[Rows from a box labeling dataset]
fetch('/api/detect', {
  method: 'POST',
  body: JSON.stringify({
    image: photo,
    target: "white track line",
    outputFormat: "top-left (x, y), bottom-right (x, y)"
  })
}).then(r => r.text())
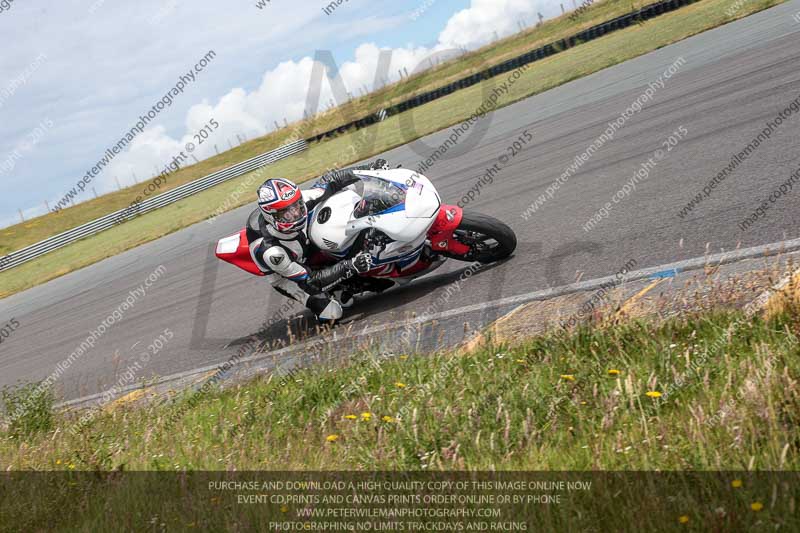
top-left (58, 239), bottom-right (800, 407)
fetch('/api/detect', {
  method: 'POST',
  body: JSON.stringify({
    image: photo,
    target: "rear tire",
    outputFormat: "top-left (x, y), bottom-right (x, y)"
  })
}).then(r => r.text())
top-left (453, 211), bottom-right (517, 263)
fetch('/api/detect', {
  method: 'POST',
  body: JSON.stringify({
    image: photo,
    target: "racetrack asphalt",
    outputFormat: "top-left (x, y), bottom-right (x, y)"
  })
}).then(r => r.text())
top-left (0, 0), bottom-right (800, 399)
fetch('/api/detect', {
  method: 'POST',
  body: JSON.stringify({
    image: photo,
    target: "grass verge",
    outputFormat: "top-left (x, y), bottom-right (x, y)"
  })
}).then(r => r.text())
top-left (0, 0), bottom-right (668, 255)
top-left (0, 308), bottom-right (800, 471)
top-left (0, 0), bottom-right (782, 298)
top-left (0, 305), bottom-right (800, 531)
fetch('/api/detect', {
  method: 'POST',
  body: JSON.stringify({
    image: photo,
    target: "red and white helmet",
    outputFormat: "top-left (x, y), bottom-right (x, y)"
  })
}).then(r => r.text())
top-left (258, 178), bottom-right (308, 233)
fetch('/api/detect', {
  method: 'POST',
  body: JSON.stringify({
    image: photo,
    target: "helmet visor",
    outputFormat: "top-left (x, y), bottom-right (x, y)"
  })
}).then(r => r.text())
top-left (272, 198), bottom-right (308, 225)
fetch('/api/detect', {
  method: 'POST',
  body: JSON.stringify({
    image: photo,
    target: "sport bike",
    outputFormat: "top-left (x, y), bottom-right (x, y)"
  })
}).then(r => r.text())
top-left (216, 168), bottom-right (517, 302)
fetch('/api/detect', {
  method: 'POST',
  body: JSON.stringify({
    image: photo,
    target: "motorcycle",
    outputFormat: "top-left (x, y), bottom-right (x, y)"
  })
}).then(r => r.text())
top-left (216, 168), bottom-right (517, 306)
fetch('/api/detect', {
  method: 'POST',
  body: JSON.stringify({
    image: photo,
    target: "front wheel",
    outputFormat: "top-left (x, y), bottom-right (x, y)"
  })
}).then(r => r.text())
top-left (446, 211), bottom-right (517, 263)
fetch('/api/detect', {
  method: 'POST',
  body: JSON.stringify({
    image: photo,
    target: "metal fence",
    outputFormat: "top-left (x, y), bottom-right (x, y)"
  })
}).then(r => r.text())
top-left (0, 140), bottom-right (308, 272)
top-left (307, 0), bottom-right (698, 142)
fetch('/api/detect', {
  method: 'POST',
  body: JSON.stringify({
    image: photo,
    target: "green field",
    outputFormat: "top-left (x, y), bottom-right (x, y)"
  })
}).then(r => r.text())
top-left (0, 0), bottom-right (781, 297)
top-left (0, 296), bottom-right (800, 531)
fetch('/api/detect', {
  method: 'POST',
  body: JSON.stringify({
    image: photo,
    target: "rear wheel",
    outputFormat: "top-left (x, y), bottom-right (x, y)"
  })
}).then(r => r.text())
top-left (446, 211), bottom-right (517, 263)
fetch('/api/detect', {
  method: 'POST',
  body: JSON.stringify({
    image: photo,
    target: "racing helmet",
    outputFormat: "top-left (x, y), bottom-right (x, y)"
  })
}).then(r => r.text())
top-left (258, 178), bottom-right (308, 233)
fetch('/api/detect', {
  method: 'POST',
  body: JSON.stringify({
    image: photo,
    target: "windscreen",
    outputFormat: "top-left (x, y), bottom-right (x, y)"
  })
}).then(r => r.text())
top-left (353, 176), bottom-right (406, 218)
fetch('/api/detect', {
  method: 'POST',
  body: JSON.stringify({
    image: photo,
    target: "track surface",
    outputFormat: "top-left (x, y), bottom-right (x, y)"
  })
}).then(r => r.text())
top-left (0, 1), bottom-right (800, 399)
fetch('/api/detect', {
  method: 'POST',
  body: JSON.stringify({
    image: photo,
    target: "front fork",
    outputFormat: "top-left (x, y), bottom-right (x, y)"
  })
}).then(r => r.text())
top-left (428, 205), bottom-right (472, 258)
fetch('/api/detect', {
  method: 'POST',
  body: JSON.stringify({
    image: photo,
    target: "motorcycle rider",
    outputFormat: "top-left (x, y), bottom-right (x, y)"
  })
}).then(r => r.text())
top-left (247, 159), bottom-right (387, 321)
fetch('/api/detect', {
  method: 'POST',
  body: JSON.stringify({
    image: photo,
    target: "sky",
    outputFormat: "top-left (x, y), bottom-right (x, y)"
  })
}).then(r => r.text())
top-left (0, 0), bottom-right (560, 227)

• DIRECTIVE
Return every line from the start of the entries through the line containing "top-left (0, 0), bottom-right (800, 399)", word for word and including both the first and that final line. Leave the pictures out.

• ANSWER
fetch('/api/detect', {
  method: 'POST',
  body: JSON.stringify({
    image: photo,
    target: "white track line",
    outputFormat: "top-left (x, y), bottom-right (x, y)"
  })
}).then(r => r.text())
top-left (58, 239), bottom-right (800, 407)
fetch('/api/detect', {
  method: 'POST',
  body: JSON.stringify({
    image: photo,
    target: "rear tire",
    outputFormat: "top-left (x, y), bottom-right (x, y)"
  })
}).then(r => r.text())
top-left (453, 211), bottom-right (517, 263)
fetch('/api/detect', {
  method: 'POST',
  body: JSON.stringify({
    image: photo,
    target: "racetrack asphalt",
    outputFormat: "top-left (x, y), bottom-right (x, y)"
  })
}).then(r => r.text())
top-left (0, 0), bottom-right (800, 399)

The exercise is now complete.